Task prompt => Report, in full, each line of the entries below that contains the word "floor".

Information shown =>
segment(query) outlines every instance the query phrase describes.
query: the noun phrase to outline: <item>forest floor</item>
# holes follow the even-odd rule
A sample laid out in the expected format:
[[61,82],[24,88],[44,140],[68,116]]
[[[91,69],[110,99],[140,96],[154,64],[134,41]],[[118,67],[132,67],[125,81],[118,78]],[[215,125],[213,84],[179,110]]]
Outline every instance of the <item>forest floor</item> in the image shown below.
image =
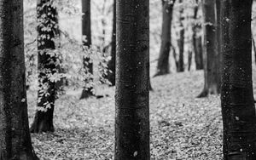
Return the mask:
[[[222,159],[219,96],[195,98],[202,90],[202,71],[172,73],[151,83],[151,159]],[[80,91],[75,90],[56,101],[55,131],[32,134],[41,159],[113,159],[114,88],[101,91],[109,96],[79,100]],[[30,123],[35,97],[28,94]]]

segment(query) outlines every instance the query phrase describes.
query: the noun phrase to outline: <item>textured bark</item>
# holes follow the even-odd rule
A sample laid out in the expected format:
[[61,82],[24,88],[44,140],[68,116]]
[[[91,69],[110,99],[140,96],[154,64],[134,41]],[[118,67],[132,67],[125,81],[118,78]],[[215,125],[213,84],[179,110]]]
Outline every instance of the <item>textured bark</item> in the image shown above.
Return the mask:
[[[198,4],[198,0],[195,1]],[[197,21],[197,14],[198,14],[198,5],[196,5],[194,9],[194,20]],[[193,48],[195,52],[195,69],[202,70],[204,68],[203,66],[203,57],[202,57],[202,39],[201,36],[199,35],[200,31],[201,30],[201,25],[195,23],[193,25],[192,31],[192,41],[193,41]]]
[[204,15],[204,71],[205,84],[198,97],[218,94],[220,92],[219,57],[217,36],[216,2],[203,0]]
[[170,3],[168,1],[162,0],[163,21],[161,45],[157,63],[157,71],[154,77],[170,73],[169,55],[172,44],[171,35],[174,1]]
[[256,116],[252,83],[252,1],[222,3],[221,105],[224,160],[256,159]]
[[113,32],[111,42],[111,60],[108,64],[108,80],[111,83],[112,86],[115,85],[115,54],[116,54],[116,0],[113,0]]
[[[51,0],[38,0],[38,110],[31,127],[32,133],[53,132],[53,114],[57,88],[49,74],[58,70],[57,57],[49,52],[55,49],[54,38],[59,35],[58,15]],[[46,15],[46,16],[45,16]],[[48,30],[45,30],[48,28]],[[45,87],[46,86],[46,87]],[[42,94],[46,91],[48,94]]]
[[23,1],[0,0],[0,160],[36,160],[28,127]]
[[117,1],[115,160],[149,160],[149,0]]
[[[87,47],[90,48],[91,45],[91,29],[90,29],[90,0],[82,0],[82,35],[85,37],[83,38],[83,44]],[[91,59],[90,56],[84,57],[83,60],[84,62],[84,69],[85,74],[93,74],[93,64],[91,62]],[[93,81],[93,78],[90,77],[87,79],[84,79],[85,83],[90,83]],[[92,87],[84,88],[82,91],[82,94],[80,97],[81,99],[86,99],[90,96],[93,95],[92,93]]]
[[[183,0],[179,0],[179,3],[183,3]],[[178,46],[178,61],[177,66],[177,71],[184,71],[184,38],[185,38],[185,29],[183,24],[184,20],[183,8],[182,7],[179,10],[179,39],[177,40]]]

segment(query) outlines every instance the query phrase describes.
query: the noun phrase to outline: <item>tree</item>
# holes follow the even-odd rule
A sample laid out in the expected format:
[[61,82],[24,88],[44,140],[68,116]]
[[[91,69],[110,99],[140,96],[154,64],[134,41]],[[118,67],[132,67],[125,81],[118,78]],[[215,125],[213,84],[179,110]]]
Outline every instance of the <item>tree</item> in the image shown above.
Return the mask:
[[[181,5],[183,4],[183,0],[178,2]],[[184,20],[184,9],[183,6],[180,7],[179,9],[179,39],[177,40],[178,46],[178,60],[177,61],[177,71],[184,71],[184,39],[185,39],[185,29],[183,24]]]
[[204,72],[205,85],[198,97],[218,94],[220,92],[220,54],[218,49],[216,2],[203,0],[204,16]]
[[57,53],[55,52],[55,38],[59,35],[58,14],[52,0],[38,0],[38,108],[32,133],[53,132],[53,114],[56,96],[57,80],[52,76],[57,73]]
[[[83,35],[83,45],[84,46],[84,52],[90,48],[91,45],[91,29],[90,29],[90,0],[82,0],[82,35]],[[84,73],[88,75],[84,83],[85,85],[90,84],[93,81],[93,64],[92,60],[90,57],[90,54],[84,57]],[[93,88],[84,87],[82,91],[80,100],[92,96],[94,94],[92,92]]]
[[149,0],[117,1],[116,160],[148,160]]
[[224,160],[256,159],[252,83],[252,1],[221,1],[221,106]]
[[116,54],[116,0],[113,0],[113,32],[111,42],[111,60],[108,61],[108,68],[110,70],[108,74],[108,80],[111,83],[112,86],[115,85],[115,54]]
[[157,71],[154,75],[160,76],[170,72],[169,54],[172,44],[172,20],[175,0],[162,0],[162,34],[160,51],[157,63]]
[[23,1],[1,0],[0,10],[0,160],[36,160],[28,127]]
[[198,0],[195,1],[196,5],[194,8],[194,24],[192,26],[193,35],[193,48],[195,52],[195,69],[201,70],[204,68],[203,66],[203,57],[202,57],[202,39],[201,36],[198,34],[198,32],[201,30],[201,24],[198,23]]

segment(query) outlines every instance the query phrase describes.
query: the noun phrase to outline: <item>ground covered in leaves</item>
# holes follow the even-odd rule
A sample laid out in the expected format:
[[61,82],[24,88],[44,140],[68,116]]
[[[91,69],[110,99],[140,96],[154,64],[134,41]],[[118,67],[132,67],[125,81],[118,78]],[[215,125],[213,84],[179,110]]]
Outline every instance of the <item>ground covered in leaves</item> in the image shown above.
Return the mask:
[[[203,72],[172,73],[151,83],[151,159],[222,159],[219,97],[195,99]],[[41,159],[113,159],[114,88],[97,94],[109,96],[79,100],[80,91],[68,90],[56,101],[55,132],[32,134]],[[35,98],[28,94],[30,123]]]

Completed task =>
query: the noun phrase to outline: <item>forest floor</item>
Outline every instance of the <item>forest floor</item> in the image shown below.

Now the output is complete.